++++ Source records ++++

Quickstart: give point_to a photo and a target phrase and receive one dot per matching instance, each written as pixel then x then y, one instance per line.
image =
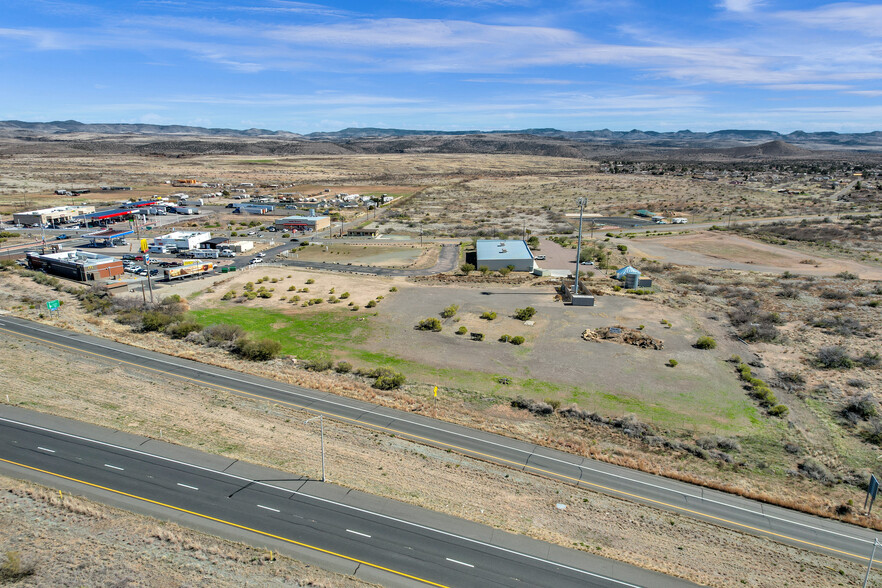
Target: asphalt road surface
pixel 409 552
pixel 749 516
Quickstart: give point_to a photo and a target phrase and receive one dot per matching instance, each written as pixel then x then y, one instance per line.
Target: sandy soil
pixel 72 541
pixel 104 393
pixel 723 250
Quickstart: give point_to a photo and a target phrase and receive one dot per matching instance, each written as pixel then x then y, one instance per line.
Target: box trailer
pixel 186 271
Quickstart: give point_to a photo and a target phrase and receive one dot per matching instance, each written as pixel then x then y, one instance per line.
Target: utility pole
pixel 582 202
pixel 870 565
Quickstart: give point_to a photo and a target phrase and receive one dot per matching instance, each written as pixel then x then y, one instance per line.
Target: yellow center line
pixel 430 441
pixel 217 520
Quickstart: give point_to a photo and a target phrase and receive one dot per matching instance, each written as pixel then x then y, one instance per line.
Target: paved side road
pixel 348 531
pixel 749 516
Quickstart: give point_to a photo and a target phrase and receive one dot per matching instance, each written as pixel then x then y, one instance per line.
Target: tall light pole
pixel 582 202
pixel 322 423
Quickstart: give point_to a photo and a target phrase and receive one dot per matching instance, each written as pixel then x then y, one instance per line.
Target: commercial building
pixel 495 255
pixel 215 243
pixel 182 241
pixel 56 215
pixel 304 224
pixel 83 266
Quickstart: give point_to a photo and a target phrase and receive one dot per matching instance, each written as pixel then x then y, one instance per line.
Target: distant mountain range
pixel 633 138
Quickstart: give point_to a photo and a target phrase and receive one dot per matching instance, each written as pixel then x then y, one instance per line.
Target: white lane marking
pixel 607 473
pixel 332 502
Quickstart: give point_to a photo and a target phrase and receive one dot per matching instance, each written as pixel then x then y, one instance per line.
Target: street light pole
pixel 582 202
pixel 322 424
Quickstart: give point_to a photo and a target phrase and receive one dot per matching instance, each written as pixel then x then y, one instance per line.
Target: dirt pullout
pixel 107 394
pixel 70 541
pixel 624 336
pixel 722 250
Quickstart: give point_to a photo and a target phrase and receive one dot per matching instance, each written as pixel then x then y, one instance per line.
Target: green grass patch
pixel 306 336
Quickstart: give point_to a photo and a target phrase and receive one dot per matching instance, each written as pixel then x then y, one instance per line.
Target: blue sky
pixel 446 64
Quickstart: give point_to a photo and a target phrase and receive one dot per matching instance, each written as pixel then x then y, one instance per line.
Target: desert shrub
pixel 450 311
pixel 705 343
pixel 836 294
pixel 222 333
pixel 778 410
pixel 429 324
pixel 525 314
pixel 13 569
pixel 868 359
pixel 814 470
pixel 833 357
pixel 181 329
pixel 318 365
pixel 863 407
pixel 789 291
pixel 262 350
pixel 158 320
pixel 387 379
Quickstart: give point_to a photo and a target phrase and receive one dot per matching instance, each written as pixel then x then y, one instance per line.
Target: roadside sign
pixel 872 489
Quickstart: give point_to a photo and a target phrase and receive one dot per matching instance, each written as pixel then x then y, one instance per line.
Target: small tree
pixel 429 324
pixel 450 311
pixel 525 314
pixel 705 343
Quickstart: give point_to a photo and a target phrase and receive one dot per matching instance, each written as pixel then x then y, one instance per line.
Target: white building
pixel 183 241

++++

» **What to work on**
Pictures stay out; everything else in the records gets copied exactly.

» **Solution**
Quickstart: give point_to a photo and a target phrase and receive one dot per matching instance, each written as pixel then x then y, one instance per line.
image =
Target: asphalt road surface
pixel 409 552
pixel 749 516
Quickstart: give point_to a photo and a target phrase and receive one dot per matching instance, each written as pixel then x then y, one instance per line.
Target: sandy soil
pixel 72 541
pixel 104 393
pixel 723 250
Quickstart: give point_to a photo and a target phrase and receive one dot per matching instance, each written as pixel then x then y, one instance per line.
Target: box trailer
pixel 186 271
Quickstart: give point_to a photo and a target phrase and receive one dot per matching instance, each written as pixel then x then y, one instance per line.
Target: utility pole
pixel 582 202
pixel 870 565
Quickstart: give point_to a photo and a target phrase and receive one dot per matching instance, each written as pixel then x then y, one instance per line.
Target: yellow center line
pixel 430 441
pixel 217 520
Quickstart: give point_to a photo and a target phrase and receive one dot per matching instance, each written as pixel then x then y, one instance per line.
Target: paved side road
pixel 348 531
pixel 749 516
Quickstart: give point_to a photo and a target phrase and receive one dot per matching instance, each written as pixel then x then y, one instance per line.
Target: tall light pole
pixel 582 202
pixel 322 423
Quickstart: give point_to a photo and a target phrase and receive one dot per matching instance, each written as pixel then x then y, one instance per line.
Target: commercial building
pixel 495 255
pixel 215 243
pixel 182 241
pixel 56 215
pixel 304 224
pixel 83 266
Quickstart: give point_to a photo and a target phrase and receive one dot per matching instance, each written as pixel then x then y, one instance per line.
Target: distant mountain range
pixel 633 138
Quickstart: give point_to a photo and a target phrase and receive one dot per matching instance, each written as pixel then x then y, one instance per line.
Target: white lane marking
pixel 607 473
pixel 332 502
Quickstart: give point_to a photo and a target phrase and receive one dot per matching instance, each written as pixel then x then y, one instance per line.
Target: street light pole
pixel 582 202
pixel 322 424
Quickstart: give point_to a photo and a target phrase and receive one dot per matching instance, each written as pixel then x then y, one instance per line.
Target: dirt pullout
pixel 107 394
pixel 70 541
pixel 624 336
pixel 722 250
Quickstart: give point_to a photo and a target phrase and receive one dot per matching instance, each written as pixel then x then y, one instance per line.
Target: green grass patch
pixel 306 336
Quickstart: give point_to a photo and a target phrase and receive one dot per matching instance, each written as pixel then x then y, one instance per line.
Target: blue sky
pixel 446 64
Quickstart: give point_to a photo and a target phrase and receive one dot per matching instance, each written as pixel then x then y, one instance per line.
Target: desert shrub
pixel 450 311
pixel 705 343
pixel 836 294
pixel 222 333
pixel 778 410
pixel 429 324
pixel 525 314
pixel 13 569
pixel 868 359
pixel 814 470
pixel 833 357
pixel 181 329
pixel 318 365
pixel 863 407
pixel 789 291
pixel 262 350
pixel 158 320
pixel 387 379
Quickstart: give point_to a photo and a target phrase and receive one dot per matching instance, each written as pixel then x then y, one instance per line.
Target: roadside sign
pixel 872 489
Quickstart: give point_to a photo and a target phrase and receive one dot per matching instance, each written as pixel then x then y, one instance per line.
Target: small tree
pixel 429 324
pixel 450 311
pixel 525 314
pixel 705 343
Quickstart: give point_to a photo and a target phrase and receive one dot per matching instance, each written as pixel then x then y, one instance per line.
Target: white building
pixel 183 241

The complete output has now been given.